Pick out each line in the listing below that contains the word "distant" and copy it.
=====
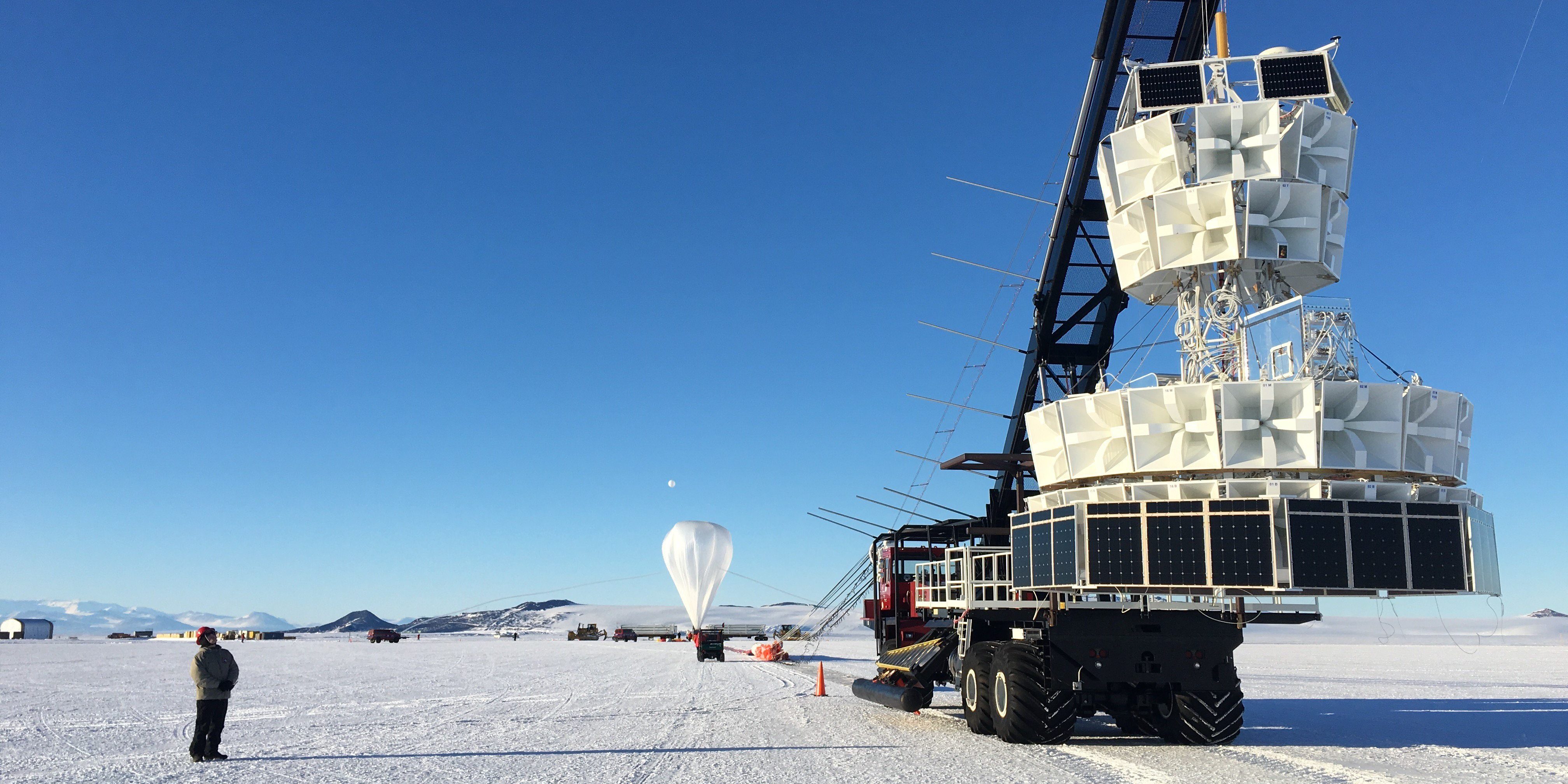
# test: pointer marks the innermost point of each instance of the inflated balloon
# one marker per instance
(698, 556)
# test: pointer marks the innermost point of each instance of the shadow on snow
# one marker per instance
(546, 753)
(1384, 723)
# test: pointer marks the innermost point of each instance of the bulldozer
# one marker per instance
(587, 632)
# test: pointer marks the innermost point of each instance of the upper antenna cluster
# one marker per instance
(1227, 182)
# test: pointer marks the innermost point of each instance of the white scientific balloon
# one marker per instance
(698, 556)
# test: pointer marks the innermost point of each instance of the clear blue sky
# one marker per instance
(310, 308)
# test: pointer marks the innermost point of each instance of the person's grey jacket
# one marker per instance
(211, 668)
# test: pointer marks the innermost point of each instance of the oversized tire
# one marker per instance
(1203, 719)
(1024, 706)
(974, 686)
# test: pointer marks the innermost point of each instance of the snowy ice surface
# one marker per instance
(469, 708)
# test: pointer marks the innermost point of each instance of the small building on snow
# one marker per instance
(27, 629)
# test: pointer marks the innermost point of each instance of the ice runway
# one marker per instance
(483, 709)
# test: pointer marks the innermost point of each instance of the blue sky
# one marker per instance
(310, 308)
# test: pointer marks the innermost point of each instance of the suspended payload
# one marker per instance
(1291, 231)
(1269, 424)
(1173, 429)
(1244, 140)
(1329, 142)
(1255, 187)
(1144, 161)
(698, 556)
(1362, 425)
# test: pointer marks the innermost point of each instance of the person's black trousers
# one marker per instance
(209, 726)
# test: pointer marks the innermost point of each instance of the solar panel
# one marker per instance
(1318, 550)
(1040, 554)
(1377, 553)
(1294, 76)
(1242, 550)
(1021, 573)
(1437, 554)
(1065, 551)
(1170, 87)
(1115, 550)
(1177, 550)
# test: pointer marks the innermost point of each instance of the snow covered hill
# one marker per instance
(98, 618)
(355, 621)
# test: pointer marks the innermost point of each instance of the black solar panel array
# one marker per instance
(1294, 77)
(1170, 87)
(1188, 543)
(1377, 545)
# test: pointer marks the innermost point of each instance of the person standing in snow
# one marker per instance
(215, 673)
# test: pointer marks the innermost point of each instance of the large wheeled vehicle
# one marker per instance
(1134, 532)
(383, 635)
(709, 644)
(587, 632)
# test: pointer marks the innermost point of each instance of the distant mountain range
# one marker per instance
(355, 621)
(98, 618)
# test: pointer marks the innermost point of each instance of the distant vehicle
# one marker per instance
(753, 631)
(709, 644)
(383, 635)
(587, 632)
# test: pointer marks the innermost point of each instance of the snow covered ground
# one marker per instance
(468, 708)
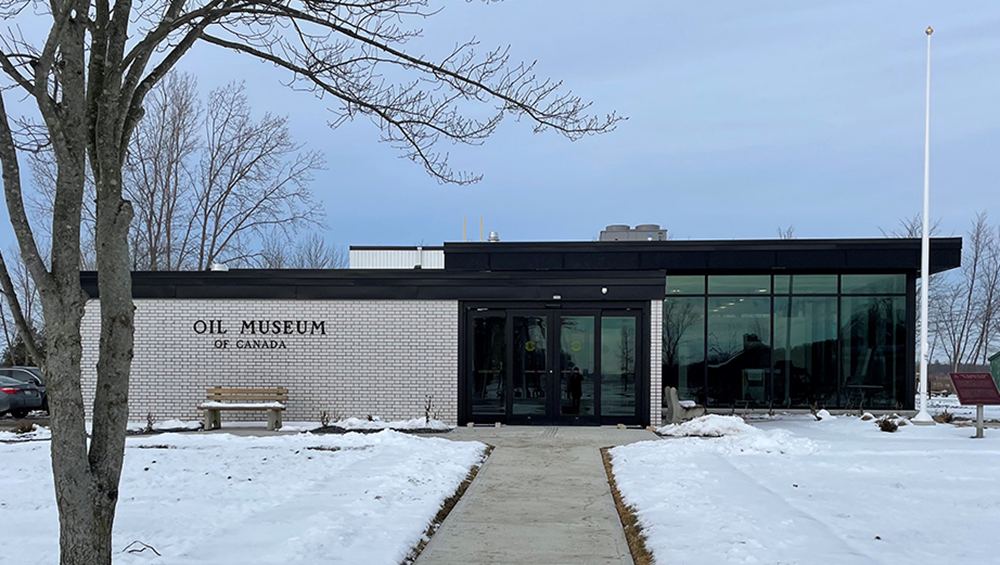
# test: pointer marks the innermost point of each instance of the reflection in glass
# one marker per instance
(530, 365)
(805, 351)
(739, 284)
(618, 362)
(873, 341)
(811, 284)
(739, 353)
(489, 352)
(576, 341)
(685, 284)
(873, 284)
(684, 347)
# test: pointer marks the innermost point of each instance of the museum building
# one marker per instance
(538, 333)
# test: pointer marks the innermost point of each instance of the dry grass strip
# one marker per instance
(446, 507)
(630, 523)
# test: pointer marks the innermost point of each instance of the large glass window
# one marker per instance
(805, 284)
(787, 340)
(739, 284)
(739, 350)
(684, 347)
(805, 351)
(684, 284)
(873, 284)
(618, 374)
(873, 350)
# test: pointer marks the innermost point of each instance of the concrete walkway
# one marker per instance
(541, 498)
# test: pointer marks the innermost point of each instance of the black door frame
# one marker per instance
(468, 311)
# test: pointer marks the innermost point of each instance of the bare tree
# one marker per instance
(89, 78)
(911, 228)
(26, 294)
(253, 179)
(196, 199)
(966, 308)
(310, 253)
(159, 180)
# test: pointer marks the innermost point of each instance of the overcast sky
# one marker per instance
(743, 117)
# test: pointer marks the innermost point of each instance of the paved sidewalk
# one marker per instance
(541, 498)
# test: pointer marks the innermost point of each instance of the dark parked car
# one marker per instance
(28, 375)
(18, 398)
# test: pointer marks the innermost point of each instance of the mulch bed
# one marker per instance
(339, 430)
(630, 523)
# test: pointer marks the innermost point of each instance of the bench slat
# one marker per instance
(243, 408)
(240, 398)
(221, 390)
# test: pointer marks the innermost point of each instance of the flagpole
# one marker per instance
(922, 416)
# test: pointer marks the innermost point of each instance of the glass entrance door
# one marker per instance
(577, 368)
(554, 366)
(530, 371)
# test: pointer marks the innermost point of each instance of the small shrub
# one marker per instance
(945, 417)
(887, 425)
(150, 420)
(24, 427)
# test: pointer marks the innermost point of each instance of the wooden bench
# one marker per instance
(220, 398)
(680, 410)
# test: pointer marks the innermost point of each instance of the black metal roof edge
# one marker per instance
(883, 243)
(395, 247)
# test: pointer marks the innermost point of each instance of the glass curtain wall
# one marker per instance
(790, 341)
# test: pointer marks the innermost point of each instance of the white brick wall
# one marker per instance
(378, 357)
(656, 363)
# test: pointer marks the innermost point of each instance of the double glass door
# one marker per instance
(543, 366)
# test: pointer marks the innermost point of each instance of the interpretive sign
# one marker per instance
(975, 388)
(995, 367)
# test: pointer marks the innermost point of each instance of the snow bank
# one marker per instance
(709, 425)
(203, 499)
(39, 433)
(823, 415)
(173, 425)
(819, 492)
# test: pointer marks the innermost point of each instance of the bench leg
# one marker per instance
(274, 420)
(213, 419)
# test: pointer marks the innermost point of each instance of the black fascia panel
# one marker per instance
(467, 262)
(741, 260)
(149, 291)
(602, 261)
(899, 259)
(674, 260)
(526, 261)
(823, 259)
(236, 291)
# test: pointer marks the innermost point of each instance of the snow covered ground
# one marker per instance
(218, 498)
(799, 491)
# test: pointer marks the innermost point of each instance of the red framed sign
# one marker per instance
(976, 388)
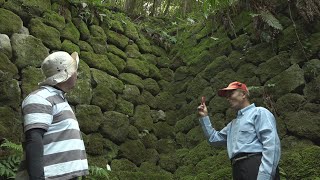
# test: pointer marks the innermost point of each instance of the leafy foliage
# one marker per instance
(9, 165)
(98, 173)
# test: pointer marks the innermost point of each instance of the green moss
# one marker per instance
(311, 69)
(69, 47)
(53, 19)
(124, 107)
(301, 164)
(115, 126)
(82, 27)
(154, 72)
(11, 23)
(71, 32)
(186, 124)
(104, 97)
(133, 79)
(133, 150)
(163, 130)
(289, 103)
(151, 85)
(144, 45)
(152, 59)
(142, 118)
(100, 62)
(111, 82)
(97, 31)
(7, 66)
(165, 146)
(310, 128)
(31, 76)
(273, 66)
(117, 61)
(116, 26)
(130, 93)
(312, 90)
(138, 67)
(89, 118)
(123, 165)
(131, 31)
(94, 144)
(286, 82)
(10, 122)
(168, 162)
(164, 101)
(133, 133)
(81, 93)
(84, 71)
(98, 44)
(259, 53)
(84, 46)
(116, 39)
(132, 51)
(10, 94)
(113, 49)
(166, 74)
(149, 140)
(49, 35)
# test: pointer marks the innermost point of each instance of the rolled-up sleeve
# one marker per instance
(268, 136)
(214, 137)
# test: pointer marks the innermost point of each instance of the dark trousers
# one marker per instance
(247, 169)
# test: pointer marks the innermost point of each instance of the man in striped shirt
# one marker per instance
(53, 146)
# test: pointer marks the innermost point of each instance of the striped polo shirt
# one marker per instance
(64, 153)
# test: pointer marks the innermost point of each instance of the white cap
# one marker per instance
(58, 67)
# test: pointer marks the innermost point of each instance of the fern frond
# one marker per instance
(271, 20)
(11, 145)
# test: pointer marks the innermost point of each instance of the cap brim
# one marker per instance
(223, 92)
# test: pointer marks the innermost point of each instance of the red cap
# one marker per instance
(233, 86)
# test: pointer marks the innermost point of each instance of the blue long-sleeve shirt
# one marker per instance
(254, 130)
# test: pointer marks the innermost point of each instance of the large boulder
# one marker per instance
(48, 35)
(138, 67)
(104, 97)
(100, 62)
(304, 123)
(288, 81)
(111, 82)
(31, 76)
(10, 124)
(89, 117)
(312, 90)
(54, 19)
(115, 126)
(10, 22)
(142, 118)
(273, 66)
(116, 39)
(133, 150)
(132, 79)
(81, 93)
(5, 45)
(71, 32)
(10, 93)
(7, 66)
(28, 50)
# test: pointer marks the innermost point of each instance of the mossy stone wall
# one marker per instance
(136, 104)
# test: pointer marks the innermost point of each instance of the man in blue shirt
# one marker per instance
(252, 140)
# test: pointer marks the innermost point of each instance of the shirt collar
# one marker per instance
(53, 89)
(242, 111)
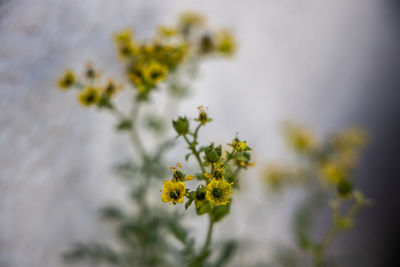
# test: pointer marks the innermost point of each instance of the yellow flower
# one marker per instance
(136, 74)
(218, 192)
(155, 72)
(125, 50)
(218, 172)
(167, 31)
(178, 174)
(275, 175)
(299, 138)
(173, 192)
(123, 36)
(67, 80)
(89, 96)
(333, 172)
(226, 43)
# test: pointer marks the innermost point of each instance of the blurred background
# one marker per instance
(327, 64)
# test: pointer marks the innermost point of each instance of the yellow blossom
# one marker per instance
(111, 88)
(89, 96)
(226, 43)
(218, 192)
(241, 146)
(167, 31)
(155, 72)
(203, 118)
(123, 36)
(67, 80)
(299, 138)
(178, 174)
(173, 192)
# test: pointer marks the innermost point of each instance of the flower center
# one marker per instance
(200, 195)
(175, 194)
(217, 192)
(217, 174)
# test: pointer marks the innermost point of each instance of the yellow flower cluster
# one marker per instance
(217, 192)
(91, 91)
(150, 63)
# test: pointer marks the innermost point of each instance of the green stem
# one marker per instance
(207, 243)
(195, 153)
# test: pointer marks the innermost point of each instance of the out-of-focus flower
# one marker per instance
(89, 96)
(173, 192)
(218, 192)
(178, 174)
(155, 72)
(203, 117)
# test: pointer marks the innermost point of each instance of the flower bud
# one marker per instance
(181, 125)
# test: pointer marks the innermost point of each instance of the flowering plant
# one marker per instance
(167, 63)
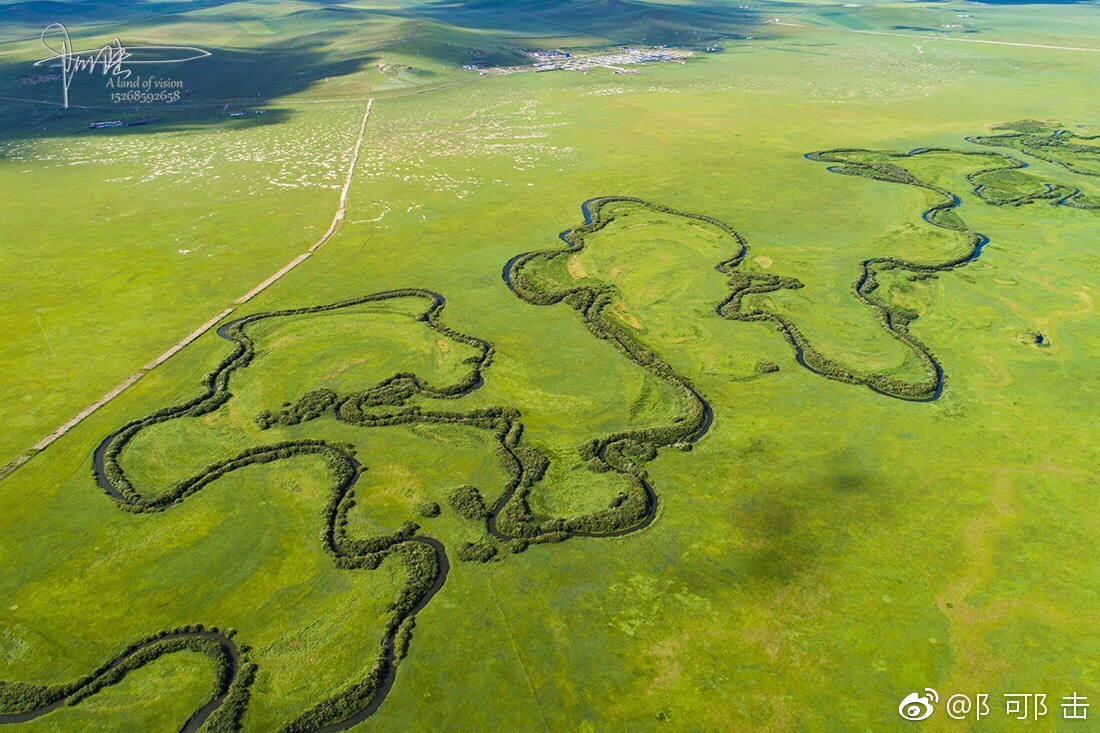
=====
▶ [WRITTEN SOLUTION]:
# test: pointer marks the innermost point of each instance of the distant mountain range
# test: pointer marks the innermost point of each instance of the distant vehicle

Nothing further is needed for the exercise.